● **Исходный текст**:
Военная история 2-й половины 18 века

Wargame Vault

Рассказ Ресми-эфендия о семилетней борьбе Турции с Россией.

ПЕРЕВОД С ТУРЕЦКОГО

СОК ДОСТОПРИМЕЧАТЕЛЬНОГО В СУЩНОСТИ,
Начале и важнейших событиях войны, происходившей между Высокою Портою и Россией от 1182 во 1190 год гнджры (1769—1776).

I.

Удаление Мухсин-заде. Двадцати-осьми дневное визирство Гамзе-Паши. Его странные поступки. Визирство Эмин-Паши. Вынос Священного Знамени. Выступление в поход. Визирство Бостанджи-Али-Паши. Его действия.

● **Ваше задание**: Назовите всех, чьё визирство упомянуто в перечне содержания главы I рассказа о войне Турции с Россией. Последующий материал взят из другого источника.

● **Сведения**:
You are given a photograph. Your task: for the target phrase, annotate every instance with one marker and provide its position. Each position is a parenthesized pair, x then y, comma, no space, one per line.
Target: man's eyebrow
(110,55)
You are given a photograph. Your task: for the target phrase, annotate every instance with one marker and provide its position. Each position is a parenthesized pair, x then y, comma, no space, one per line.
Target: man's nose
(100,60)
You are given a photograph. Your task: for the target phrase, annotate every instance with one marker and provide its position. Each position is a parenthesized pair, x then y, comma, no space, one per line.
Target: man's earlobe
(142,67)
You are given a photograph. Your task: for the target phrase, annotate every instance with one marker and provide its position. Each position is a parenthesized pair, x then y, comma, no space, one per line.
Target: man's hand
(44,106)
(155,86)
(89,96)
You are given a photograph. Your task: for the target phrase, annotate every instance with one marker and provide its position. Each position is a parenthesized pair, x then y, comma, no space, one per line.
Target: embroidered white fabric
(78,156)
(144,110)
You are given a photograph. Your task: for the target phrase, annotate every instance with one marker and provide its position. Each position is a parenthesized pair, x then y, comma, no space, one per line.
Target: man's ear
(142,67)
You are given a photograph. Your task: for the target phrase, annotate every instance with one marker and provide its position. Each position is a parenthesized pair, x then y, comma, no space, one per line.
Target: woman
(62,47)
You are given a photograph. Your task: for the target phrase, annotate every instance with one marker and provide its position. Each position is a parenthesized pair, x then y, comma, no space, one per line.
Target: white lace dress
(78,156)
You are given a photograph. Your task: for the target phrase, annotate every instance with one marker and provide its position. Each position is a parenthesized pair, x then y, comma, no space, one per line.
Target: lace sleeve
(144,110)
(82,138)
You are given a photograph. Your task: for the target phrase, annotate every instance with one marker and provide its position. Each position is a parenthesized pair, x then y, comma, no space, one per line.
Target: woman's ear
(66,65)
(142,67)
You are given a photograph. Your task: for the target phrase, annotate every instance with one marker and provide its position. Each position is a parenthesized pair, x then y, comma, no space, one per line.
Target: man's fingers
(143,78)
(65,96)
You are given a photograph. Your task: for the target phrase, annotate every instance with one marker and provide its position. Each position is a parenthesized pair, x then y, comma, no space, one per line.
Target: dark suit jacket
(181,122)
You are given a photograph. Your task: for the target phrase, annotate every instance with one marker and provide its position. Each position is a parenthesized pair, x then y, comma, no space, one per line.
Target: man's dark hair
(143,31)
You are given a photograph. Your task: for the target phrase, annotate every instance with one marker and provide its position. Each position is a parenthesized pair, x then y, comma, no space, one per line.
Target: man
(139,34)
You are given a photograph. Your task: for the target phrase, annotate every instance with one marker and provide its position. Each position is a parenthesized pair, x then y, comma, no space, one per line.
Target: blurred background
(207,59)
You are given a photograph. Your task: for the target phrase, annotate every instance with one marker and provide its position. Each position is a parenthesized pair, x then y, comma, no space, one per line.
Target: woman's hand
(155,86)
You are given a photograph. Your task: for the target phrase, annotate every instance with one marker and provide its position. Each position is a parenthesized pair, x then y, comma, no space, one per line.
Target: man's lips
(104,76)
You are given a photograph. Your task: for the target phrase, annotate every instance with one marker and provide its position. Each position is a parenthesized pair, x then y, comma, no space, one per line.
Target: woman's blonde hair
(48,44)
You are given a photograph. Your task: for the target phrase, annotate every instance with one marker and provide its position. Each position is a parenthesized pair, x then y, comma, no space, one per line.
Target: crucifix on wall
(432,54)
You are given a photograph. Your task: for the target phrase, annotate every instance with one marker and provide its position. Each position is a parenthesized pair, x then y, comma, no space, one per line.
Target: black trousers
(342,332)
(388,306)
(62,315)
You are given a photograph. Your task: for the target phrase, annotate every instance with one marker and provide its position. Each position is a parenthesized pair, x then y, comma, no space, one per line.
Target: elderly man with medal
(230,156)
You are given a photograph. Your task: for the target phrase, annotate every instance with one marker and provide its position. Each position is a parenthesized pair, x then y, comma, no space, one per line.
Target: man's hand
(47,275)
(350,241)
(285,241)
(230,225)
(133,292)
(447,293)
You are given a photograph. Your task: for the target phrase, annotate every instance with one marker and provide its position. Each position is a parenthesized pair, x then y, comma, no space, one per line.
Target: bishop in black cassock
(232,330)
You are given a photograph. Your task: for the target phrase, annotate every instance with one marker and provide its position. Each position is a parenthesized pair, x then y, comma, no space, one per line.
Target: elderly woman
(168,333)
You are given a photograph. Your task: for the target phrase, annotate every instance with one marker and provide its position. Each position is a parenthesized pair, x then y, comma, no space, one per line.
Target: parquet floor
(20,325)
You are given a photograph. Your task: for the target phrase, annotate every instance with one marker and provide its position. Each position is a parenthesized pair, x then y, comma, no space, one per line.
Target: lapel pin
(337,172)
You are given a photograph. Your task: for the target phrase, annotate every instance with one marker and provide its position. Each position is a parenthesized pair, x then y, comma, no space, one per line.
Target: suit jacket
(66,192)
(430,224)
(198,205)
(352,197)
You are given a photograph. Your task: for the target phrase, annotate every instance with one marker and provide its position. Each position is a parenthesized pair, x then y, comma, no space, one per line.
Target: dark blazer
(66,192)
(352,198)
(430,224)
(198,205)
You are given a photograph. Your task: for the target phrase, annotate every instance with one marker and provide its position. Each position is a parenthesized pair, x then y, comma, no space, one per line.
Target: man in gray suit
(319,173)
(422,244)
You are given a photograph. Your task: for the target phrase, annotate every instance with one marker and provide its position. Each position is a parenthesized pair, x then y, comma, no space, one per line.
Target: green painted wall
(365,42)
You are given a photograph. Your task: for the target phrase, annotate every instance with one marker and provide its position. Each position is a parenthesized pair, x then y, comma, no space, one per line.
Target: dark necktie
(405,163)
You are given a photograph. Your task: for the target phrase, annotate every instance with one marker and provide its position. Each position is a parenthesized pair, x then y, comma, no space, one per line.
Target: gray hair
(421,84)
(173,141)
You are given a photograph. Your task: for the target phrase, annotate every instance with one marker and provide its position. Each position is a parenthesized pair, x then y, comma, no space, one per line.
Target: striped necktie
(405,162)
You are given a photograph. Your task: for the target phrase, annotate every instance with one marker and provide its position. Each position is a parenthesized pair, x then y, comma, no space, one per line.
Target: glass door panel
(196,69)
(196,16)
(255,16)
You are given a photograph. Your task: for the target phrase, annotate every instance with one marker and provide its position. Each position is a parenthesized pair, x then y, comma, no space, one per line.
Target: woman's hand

● **Ответ**: Гамзе-Паша, Эмин-Паша, Бостанджи-Али-Паша.